[[ The data open ]]

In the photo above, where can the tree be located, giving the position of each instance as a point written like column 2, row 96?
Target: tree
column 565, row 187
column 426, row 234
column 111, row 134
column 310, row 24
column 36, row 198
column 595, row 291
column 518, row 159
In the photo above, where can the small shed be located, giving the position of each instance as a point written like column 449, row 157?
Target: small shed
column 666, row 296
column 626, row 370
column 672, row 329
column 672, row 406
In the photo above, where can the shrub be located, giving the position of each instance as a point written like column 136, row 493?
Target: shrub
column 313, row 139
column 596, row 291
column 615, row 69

[[ The data closed ]]
[[ The data open ]]

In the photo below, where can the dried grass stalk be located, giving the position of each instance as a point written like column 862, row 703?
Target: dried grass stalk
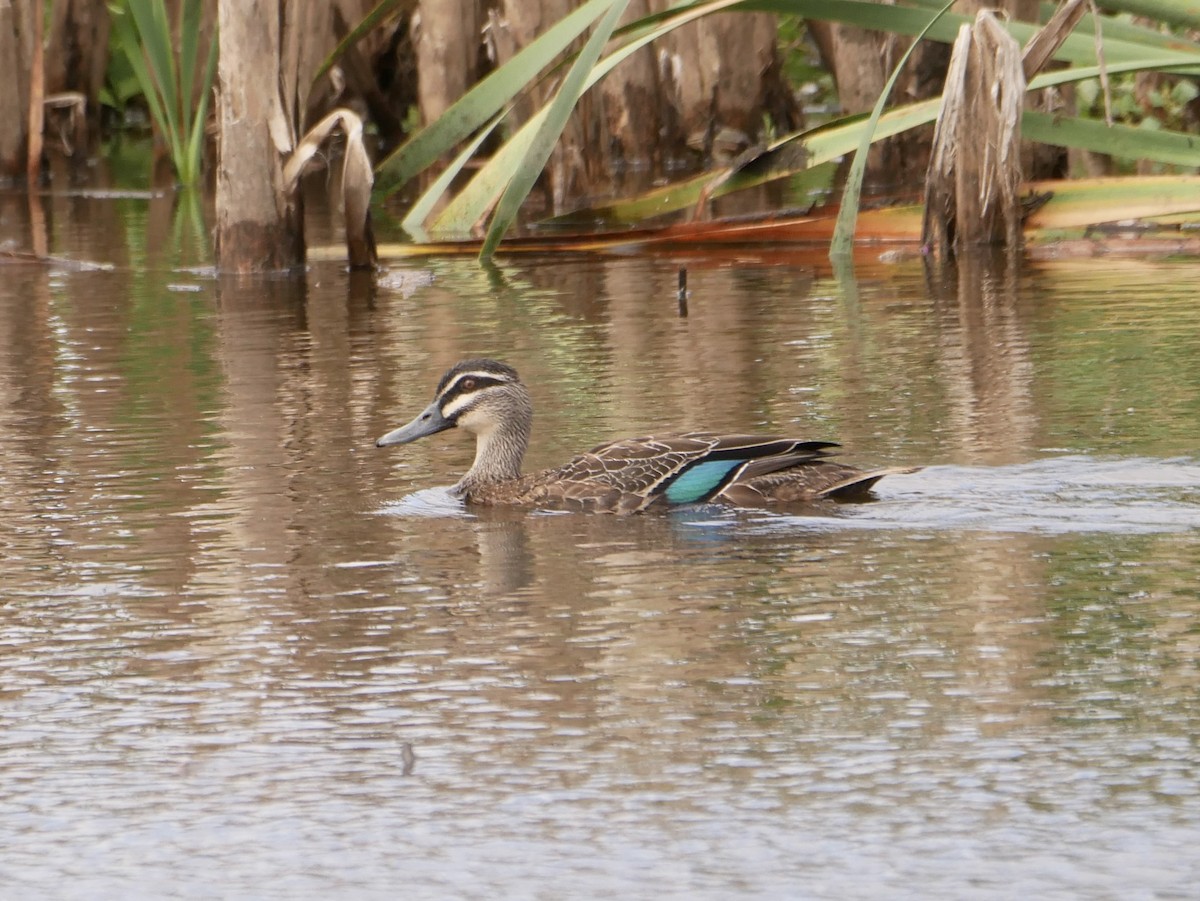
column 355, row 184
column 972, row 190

[[ The data closed ]]

* _What the task requires_
Report every line of the material above in which "photo" appears.

* _Problem solution_
In the photo above, where can the tree be located, giving the position of each instance as a point written like column 2, row 96?
In the photo above, where can the small shed be located, giving the position of each instance as a point written like column 449, row 157?
In the photo above, where can the shrub be located, giving the position of each instance as a point written like column 136, row 493?
In the photo below, where can the dried grass stalk be located, giving the position of each instance as a point written like column 862, row 703?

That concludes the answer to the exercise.